Data records
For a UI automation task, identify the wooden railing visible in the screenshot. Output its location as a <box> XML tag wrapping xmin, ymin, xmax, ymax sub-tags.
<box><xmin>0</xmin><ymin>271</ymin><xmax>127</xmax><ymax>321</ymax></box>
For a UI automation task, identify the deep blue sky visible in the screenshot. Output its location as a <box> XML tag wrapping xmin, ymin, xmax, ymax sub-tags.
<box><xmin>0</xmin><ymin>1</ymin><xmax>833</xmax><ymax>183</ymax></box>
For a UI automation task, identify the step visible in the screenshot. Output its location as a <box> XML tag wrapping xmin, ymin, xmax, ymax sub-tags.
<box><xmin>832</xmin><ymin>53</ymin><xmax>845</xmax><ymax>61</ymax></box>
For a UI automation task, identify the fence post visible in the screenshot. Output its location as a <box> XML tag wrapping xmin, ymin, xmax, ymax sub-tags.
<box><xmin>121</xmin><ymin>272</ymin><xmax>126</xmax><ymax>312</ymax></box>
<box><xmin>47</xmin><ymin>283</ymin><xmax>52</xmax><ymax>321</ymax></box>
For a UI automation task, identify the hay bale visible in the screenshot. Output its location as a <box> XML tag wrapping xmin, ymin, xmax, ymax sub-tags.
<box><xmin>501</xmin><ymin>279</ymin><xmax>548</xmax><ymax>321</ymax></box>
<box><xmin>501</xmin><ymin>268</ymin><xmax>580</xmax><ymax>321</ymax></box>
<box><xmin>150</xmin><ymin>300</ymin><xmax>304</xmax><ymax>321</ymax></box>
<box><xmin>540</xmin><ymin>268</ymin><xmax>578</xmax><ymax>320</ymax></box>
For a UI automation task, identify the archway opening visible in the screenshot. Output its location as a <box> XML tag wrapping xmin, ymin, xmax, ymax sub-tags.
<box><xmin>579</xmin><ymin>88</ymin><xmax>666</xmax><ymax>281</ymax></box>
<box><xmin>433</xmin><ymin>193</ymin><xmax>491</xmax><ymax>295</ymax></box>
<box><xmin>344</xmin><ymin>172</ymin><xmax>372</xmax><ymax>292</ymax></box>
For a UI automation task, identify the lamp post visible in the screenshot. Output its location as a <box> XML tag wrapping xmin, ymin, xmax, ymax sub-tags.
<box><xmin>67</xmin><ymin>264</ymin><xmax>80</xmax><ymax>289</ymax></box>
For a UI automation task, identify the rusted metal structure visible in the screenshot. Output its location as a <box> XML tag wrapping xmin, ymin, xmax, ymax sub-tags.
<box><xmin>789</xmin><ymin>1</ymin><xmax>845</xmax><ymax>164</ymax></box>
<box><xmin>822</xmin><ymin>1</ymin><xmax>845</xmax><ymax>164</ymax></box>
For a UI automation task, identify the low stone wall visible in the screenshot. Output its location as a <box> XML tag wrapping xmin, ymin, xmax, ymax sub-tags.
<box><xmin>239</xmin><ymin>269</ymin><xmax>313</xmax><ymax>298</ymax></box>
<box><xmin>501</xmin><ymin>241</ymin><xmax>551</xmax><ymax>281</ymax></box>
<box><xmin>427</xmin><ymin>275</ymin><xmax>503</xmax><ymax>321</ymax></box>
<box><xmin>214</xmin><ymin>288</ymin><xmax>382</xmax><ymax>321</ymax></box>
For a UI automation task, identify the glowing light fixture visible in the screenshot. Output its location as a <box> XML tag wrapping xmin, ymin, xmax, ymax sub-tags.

The problem
Each record above is to be returned verbatim.

Output
For a UI automation task, identify the wooden railing visible in the screenshot. Output its location as a <box> XML tag wrapping xmin, ymin, xmax, ymax sub-tags.
<box><xmin>0</xmin><ymin>271</ymin><xmax>127</xmax><ymax>321</ymax></box>
For a UI automation task, identify the deep blue sky visible in the screenshot. Output its location as a <box> XML tag wrapping xmin, ymin, xmax, ymax sub-tags.
<box><xmin>0</xmin><ymin>1</ymin><xmax>833</xmax><ymax>183</ymax></box>
For a UI automation task, identify the step visible in the screenshot. Output its location as a <box> XML tag wrapping xmin, ymin, xmax, ymax sub-tags.
<box><xmin>832</xmin><ymin>53</ymin><xmax>845</xmax><ymax>61</ymax></box>
For a UI automation task, identify the fence post visible in the screenshot. Output its location as a <box> XML tag wrapping xmin, ymin, xmax, ymax sub-tags.
<box><xmin>121</xmin><ymin>272</ymin><xmax>126</xmax><ymax>312</ymax></box>
<box><xmin>47</xmin><ymin>283</ymin><xmax>52</xmax><ymax>321</ymax></box>
For a UI automation task, identify the hay bale visible in the screenshot. Output its location as a <box> XML tag wrapping xmin, ymin, xmax, ymax sub-tags.
<box><xmin>501</xmin><ymin>279</ymin><xmax>548</xmax><ymax>321</ymax></box>
<box><xmin>501</xmin><ymin>268</ymin><xmax>580</xmax><ymax>321</ymax></box>
<box><xmin>150</xmin><ymin>300</ymin><xmax>304</xmax><ymax>321</ymax></box>
<box><xmin>540</xmin><ymin>268</ymin><xmax>578</xmax><ymax>320</ymax></box>
For a UI automation task, identify the archway opening visible in the screenshot. Output its location as a <box> XML tag wrapping xmin, ymin, xmax, ymax sub-tags.
<box><xmin>579</xmin><ymin>88</ymin><xmax>666</xmax><ymax>281</ymax></box>
<box><xmin>433</xmin><ymin>193</ymin><xmax>491</xmax><ymax>295</ymax></box>
<box><xmin>344</xmin><ymin>172</ymin><xmax>372</xmax><ymax>292</ymax></box>
For a UI automation task, identify the lamp post visible in the screenshot. Output its location as a <box> XML tag wrapping xmin, ymin, xmax, ymax sub-tags.
<box><xmin>67</xmin><ymin>264</ymin><xmax>80</xmax><ymax>289</ymax></box>
For a UI automation task, identify the rusted metal structure visible in the screenshot. Output its location as a <box> XML tag wrapping xmin, ymin, xmax, ymax sub-tags.
<box><xmin>789</xmin><ymin>1</ymin><xmax>845</xmax><ymax>164</ymax></box>
<box><xmin>822</xmin><ymin>1</ymin><xmax>845</xmax><ymax>164</ymax></box>
For a UI automation task, identify the low stone wall visible in the screenshot. Output its location as a <box> XML tag wrapping xmin, ymin, xmax, ymax sub-tags.
<box><xmin>239</xmin><ymin>269</ymin><xmax>313</xmax><ymax>298</ymax></box>
<box><xmin>501</xmin><ymin>241</ymin><xmax>551</xmax><ymax>281</ymax></box>
<box><xmin>427</xmin><ymin>275</ymin><xmax>503</xmax><ymax>321</ymax></box>
<box><xmin>214</xmin><ymin>288</ymin><xmax>382</xmax><ymax>321</ymax></box>
For a UI automation task, identify the glowing light fixture visible in the screenshot. Output its location as a <box> XML tag wrapping xmin, ymin, xmax, ymax sub-tags.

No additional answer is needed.